Source text:
########################################
Sunday, June 23, 2024

Nursing and midwifery – World Health Organization (WHO)


Nurses and midwives are central to Primary Health Care and are often the first and sometimes the only health professional that people see and the quality of their initial assessment, care and treatment is vital. They are also part of their local community – sharing its culture, strengths and vulnerabilities – and can shape and deliver effective interventions to meet the needs of patients, families and communities.

Source: The State of the World’s Nursing 2020 Report ; The State of the World’s Midwifery 2021 Report
WHO work
WHO’s work relating to nursing and midwifery is currently directed by World Health Assembly resolution WHA74.15 (2021) which calls on WHO Member States and WHO to strengthen nursing and midwifery through the Global Strategic Directions for Nursing and Midwifery (SDNM) 2021–2025. The SDNM is an interrelated set of policy priorities  that can help countries to ensure that midwives and nurses optimally contribute to achieving universal health coverage (UHC) and other population health goals .

The SDNM comprises four policy focus areas: education, jobs, leadership, and service delivery Each area has a “strategic direction” articulating a goal for the five-year period,
and includes between two and four policy priorities If enacted and sustained, these policy priorities can support advancement along the four strategic directions: 1) educating enough midwives and nurses with competencies to meet population health needs; 2) creating jobs, managing migration, and recruiting and retaining midwives and nurses where they are most needed; 3) strengthening nursing and midwifery leadership throughout health and academic systems; and 4) ensuring midwives and nurses are supported, respected, protected, motivated and equipped to safely and optimally contribute in their service delivery settings.
########################################
Extracted entries:
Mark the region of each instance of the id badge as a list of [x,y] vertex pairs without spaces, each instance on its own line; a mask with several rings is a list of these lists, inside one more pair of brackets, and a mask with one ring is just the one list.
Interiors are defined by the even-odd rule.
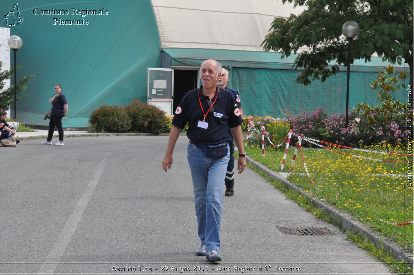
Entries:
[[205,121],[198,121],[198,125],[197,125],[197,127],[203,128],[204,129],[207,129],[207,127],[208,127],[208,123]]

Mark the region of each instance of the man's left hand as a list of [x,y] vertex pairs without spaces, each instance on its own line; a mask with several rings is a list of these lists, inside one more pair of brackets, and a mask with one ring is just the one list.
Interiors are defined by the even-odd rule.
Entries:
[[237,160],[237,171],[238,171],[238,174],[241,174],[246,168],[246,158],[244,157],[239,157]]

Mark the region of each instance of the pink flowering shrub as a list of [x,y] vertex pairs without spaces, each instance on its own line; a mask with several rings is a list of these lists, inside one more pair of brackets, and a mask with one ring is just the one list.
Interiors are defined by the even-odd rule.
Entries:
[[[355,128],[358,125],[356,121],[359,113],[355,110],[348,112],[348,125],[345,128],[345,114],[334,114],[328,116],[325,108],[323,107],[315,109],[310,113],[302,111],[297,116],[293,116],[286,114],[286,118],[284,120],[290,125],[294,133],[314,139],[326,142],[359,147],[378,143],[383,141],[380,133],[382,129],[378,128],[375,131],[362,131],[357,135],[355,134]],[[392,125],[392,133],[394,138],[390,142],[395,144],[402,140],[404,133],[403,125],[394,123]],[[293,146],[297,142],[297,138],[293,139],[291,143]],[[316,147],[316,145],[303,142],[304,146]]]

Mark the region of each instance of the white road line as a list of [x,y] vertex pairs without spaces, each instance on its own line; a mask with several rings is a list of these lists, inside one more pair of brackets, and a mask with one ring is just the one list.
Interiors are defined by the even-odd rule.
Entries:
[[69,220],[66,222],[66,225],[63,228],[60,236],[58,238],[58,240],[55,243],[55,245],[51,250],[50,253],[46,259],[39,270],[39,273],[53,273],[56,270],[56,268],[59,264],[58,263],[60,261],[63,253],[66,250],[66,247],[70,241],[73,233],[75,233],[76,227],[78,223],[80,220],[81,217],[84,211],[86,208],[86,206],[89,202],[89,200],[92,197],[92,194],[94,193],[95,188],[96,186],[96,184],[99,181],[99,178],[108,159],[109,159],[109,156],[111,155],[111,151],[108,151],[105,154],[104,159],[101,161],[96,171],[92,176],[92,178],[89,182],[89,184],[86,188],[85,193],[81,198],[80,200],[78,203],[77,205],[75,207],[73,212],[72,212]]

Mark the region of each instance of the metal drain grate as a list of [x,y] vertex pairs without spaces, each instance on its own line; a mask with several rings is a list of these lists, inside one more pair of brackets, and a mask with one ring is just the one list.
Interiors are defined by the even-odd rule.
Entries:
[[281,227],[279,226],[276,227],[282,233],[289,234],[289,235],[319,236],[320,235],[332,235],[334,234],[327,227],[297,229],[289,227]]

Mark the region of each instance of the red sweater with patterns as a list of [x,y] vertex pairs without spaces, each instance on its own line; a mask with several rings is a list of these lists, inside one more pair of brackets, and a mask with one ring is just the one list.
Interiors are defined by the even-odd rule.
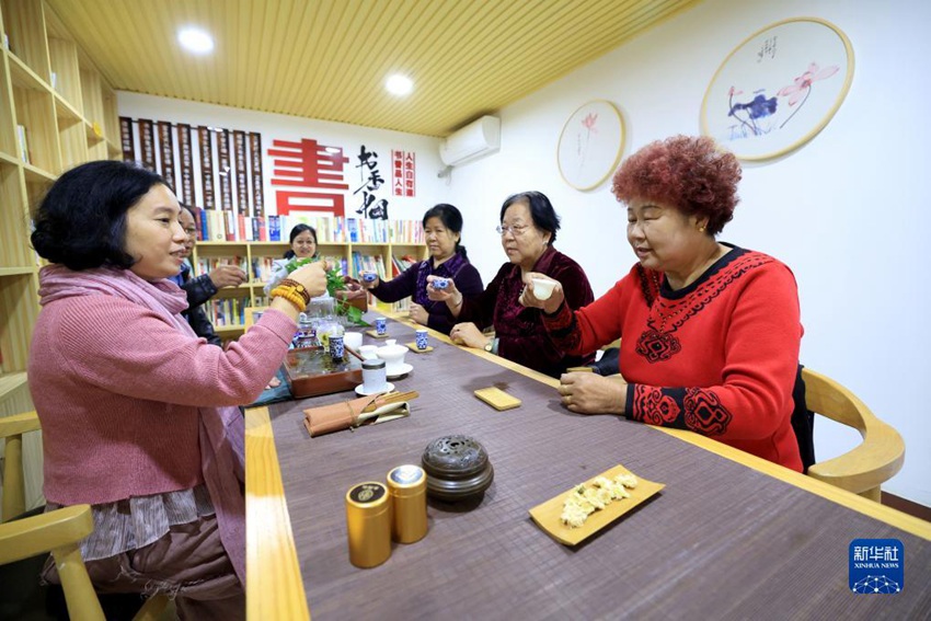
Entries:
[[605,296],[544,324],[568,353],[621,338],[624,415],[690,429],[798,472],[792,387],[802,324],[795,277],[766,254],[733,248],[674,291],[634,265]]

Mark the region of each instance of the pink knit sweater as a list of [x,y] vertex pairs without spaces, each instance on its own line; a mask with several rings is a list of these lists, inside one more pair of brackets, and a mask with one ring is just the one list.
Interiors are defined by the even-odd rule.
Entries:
########################################
Action item: Can you copy the nursing and midwifery text word for word from "Nursing and midwifery –" to "families and communities."? The rows aren't needed here.

Answer box:
Nursing and midwifery – World Health Organization (WHO)


Nurses and midwives are central to Primary Health Care and are often the first and sometimes the only health professional that people see and the quality of their initial assessment, care and treatment is vital. They are also part of their local community – sharing its culture, strengths and vulnerabilities – and can shape and deliver effective interventions to meet the needs of patients, families and communities.